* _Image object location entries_
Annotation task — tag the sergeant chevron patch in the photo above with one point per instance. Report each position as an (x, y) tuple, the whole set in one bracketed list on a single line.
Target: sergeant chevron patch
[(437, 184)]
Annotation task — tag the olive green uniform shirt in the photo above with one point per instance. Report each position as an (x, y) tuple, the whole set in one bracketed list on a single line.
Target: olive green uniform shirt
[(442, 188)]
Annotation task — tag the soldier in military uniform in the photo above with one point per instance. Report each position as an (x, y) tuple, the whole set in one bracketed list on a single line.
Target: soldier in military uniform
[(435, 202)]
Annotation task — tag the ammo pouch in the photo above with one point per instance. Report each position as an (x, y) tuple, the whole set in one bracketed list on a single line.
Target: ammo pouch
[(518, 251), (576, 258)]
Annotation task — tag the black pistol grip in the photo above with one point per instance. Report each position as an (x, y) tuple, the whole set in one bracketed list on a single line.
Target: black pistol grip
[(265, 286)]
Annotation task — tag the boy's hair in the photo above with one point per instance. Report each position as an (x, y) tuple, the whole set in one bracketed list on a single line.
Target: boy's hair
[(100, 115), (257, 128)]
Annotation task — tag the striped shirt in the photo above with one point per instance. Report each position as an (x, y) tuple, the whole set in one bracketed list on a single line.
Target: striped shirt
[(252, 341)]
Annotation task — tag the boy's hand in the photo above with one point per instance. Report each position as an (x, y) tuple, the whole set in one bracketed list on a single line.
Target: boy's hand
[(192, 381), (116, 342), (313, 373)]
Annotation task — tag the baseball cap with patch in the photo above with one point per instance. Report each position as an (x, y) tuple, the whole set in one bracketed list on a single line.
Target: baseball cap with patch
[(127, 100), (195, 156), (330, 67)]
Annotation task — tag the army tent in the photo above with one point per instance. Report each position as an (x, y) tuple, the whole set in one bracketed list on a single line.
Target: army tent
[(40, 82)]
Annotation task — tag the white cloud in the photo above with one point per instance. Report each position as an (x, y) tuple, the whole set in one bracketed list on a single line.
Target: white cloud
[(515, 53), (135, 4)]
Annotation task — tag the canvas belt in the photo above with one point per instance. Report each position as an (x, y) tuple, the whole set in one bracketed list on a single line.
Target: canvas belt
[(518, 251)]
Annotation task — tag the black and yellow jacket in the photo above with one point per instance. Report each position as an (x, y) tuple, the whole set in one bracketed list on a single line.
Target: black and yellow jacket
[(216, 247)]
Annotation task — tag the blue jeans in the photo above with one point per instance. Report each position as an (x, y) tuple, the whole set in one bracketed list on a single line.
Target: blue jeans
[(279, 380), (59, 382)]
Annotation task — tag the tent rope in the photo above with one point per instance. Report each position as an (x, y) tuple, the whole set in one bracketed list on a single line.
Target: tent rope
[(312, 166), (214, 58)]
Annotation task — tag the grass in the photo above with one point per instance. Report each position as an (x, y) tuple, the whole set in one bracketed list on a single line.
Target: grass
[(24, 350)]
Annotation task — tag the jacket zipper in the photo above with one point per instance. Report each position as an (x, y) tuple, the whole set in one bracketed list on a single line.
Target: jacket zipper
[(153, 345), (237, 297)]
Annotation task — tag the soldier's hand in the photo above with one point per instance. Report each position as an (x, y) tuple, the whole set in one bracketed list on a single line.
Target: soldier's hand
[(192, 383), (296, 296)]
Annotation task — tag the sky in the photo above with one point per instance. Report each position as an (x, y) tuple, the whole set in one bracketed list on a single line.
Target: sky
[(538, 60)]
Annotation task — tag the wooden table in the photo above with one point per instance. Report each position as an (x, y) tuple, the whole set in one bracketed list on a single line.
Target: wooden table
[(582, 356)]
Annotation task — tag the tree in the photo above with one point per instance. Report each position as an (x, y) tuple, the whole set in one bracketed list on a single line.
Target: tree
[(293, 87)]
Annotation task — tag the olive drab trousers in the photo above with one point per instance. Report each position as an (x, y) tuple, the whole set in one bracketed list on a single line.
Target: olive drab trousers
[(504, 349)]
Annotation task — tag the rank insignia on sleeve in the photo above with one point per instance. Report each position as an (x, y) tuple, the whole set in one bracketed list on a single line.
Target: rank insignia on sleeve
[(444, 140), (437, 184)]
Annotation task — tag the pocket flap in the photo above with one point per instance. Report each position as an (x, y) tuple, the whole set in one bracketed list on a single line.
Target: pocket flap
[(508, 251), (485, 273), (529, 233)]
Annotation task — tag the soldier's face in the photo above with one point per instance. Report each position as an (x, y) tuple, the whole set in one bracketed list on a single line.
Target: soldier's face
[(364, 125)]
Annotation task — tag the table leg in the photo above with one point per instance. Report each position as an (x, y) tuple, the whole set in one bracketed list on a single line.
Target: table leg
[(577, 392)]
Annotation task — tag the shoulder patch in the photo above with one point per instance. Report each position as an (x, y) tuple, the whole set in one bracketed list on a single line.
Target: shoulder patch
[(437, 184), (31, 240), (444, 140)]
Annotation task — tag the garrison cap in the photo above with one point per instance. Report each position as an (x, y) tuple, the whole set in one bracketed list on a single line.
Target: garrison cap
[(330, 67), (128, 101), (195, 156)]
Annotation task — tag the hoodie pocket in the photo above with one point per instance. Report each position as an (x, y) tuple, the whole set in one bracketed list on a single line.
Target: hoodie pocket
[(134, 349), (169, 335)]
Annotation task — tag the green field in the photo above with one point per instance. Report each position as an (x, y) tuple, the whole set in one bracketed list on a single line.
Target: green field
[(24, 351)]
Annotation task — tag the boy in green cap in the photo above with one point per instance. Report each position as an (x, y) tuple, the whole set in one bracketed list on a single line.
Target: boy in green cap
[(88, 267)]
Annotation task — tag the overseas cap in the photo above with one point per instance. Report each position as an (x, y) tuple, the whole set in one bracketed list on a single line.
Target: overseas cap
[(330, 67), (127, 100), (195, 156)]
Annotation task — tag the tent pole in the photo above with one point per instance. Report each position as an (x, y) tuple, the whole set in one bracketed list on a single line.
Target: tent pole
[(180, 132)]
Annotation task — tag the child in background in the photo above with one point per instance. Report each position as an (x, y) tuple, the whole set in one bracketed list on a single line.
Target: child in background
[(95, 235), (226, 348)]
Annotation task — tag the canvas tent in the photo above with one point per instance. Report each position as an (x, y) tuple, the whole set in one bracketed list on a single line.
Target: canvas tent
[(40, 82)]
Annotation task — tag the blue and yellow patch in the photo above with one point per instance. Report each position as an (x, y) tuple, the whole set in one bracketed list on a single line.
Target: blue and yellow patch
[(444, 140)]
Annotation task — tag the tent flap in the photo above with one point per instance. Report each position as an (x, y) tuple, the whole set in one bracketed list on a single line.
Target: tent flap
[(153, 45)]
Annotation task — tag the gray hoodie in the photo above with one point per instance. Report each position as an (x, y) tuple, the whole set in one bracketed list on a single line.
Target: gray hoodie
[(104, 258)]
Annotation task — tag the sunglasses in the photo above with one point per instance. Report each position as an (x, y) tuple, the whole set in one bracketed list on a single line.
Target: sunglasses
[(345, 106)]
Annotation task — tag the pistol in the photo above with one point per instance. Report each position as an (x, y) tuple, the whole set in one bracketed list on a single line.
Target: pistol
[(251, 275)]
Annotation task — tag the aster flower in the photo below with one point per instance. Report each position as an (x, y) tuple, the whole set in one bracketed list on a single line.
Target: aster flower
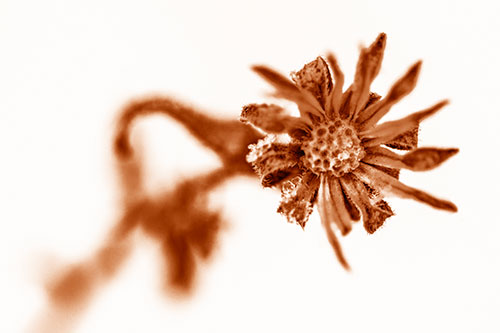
[(336, 155)]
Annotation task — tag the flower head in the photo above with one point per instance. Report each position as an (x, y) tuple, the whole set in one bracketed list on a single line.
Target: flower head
[(333, 155)]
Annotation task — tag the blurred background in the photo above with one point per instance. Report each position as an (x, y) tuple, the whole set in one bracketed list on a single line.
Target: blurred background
[(66, 70)]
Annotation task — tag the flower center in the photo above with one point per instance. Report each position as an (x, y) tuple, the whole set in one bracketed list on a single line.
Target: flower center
[(333, 147)]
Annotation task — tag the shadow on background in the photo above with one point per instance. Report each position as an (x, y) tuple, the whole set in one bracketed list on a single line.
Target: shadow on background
[(180, 220)]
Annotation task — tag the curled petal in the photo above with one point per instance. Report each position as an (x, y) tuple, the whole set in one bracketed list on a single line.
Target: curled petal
[(389, 130), (271, 118), (315, 78), (381, 180), (287, 89), (405, 141), (421, 159), (336, 94), (274, 162), (369, 63), (297, 198), (374, 215), (342, 217), (327, 217), (351, 207), (400, 89), (383, 157), (344, 112)]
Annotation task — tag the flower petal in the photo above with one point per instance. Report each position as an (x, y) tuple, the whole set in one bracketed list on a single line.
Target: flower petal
[(287, 89), (336, 95), (274, 162), (351, 206), (405, 141), (387, 131), (369, 117), (327, 216), (379, 179), (368, 67), (271, 118), (374, 215), (424, 159), (297, 198), (315, 78), (421, 159), (341, 215)]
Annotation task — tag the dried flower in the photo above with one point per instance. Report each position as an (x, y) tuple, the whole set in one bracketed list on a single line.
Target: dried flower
[(333, 154)]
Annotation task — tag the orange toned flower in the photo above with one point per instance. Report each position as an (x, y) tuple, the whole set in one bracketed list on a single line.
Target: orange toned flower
[(333, 155)]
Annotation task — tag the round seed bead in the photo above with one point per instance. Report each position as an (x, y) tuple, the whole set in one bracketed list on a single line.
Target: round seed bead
[(333, 147)]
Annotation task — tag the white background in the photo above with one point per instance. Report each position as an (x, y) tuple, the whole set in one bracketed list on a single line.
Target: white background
[(67, 67)]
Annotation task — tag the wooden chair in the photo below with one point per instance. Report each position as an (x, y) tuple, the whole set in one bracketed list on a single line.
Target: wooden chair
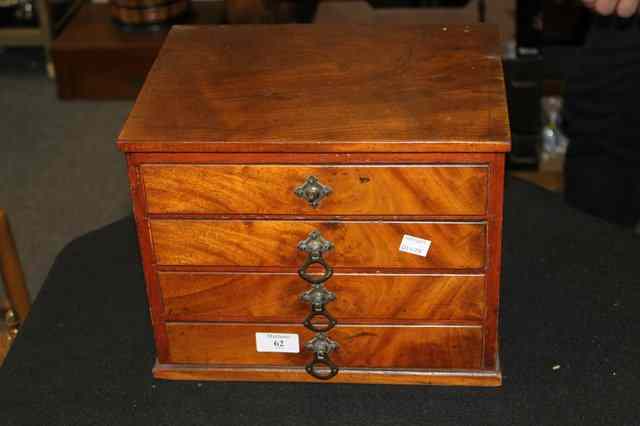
[(12, 275)]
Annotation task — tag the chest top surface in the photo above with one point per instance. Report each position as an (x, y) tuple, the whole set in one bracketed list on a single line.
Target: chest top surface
[(322, 88)]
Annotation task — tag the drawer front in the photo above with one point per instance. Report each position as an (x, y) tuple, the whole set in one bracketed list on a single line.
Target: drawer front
[(360, 298), (357, 244), (426, 347), (355, 190)]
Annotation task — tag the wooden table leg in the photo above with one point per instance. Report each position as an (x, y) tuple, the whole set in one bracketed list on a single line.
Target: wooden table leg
[(11, 270)]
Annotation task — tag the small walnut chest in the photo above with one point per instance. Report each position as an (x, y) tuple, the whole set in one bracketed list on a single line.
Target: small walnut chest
[(322, 203)]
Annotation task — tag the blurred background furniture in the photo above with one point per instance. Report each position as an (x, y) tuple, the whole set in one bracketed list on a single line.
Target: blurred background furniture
[(16, 310), (48, 20)]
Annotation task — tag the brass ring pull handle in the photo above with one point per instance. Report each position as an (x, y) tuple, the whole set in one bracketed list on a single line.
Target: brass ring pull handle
[(312, 191), (321, 367), (318, 296), (319, 327), (315, 245)]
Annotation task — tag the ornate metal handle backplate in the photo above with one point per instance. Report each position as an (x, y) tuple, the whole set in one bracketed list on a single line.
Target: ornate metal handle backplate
[(312, 191), (321, 367), (318, 320), (315, 245), (318, 296)]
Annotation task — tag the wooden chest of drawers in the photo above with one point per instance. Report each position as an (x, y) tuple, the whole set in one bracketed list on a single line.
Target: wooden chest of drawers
[(322, 203)]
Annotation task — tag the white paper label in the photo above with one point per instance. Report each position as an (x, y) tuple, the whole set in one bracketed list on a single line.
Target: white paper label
[(415, 245), (277, 342)]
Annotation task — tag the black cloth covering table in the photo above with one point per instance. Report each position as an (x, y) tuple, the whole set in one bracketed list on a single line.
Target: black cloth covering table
[(570, 349)]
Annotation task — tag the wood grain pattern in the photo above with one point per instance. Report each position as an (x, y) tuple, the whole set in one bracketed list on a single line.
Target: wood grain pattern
[(146, 254), (361, 298), (356, 190), (346, 375), (357, 244), (360, 346), (494, 263), (322, 88)]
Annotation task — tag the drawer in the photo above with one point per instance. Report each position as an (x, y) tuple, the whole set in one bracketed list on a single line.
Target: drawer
[(360, 298), (439, 190), (357, 244), (426, 347)]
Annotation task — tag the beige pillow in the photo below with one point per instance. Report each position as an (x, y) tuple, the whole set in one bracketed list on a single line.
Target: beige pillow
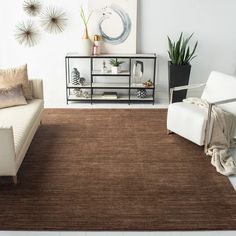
[(14, 76), (12, 96)]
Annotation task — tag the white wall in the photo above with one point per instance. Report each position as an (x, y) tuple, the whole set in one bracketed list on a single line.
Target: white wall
[(211, 20)]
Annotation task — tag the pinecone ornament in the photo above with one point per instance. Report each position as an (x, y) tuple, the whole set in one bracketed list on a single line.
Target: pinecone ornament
[(75, 77), (141, 93)]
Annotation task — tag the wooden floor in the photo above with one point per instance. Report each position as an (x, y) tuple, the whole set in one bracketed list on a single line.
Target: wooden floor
[(115, 170)]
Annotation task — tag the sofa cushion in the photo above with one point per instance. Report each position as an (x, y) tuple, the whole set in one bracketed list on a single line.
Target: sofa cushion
[(21, 118), (12, 96), (187, 120), (14, 76)]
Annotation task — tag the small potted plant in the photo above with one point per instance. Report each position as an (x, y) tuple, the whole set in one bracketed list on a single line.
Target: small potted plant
[(180, 56), (115, 65)]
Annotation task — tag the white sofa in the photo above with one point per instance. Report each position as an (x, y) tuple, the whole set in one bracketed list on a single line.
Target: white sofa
[(192, 122), (17, 128)]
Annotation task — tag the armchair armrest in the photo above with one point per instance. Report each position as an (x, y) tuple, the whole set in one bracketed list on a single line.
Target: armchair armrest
[(179, 88), (211, 104), (7, 152), (37, 87)]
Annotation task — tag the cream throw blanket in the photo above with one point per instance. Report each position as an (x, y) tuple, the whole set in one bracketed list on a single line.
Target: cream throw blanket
[(221, 139)]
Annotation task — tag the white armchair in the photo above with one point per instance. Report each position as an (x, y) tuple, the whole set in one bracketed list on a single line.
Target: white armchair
[(192, 122)]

* _OBJECTIVE_
Print the part of the rows above that begins with the line containing "Annotation task — tag the wooden floor" and runs through the end of the rows, both ends included, with each line reproduced verbatim.

* _SOLUTION TO THE EXERCISE_
Annotation task — tag the wooden floor in the photo above with one point per instance. Report each position as an (x, y) tuple, the whole set in one bracketed list on a single line.
Target: wooden floor
[(115, 170)]
Annotation task — tag the sofa cushion in the photo above with one point per instance. Report each position as an (x, y) tuple, the whole set in one bracketed list on a single line.
Target: sofa cushion
[(21, 118), (12, 96), (187, 120), (14, 76)]
Annotation task — tag the small potted plant in the photo above with one point per instance. Report each position as an (x, y) tuple, the whole set in one bracketed list on a single line.
Target: small potted plant
[(180, 56), (115, 65)]
Annotation task — tag the white sofa in the photo above with one point per instance. Report each position as an (x, y) tuple, the whole set in one bracketed list on a single line.
Target: white sofa
[(192, 122), (17, 128)]
Annotation task — tag the armchair armrest in the photo above with one point per instance. Report each position as an (x, y) tuple, the whole set in one bracketed list on a single line.
Target: armchair armrest
[(179, 88), (211, 104), (7, 152), (37, 87)]
Annotation task — tag the cream throw blanket in the photo above with one point per instance. Report each position as an (x, y) tuple, the whole set in one bracketed list on a single line.
Target: cream throw blanket
[(221, 139)]
Annotation task — tag the white armchair in the photo above with one point per instance. Report each position as an (x, y) tuple, the whole set in one bracketed list on a single line.
Target: white armchair
[(192, 122)]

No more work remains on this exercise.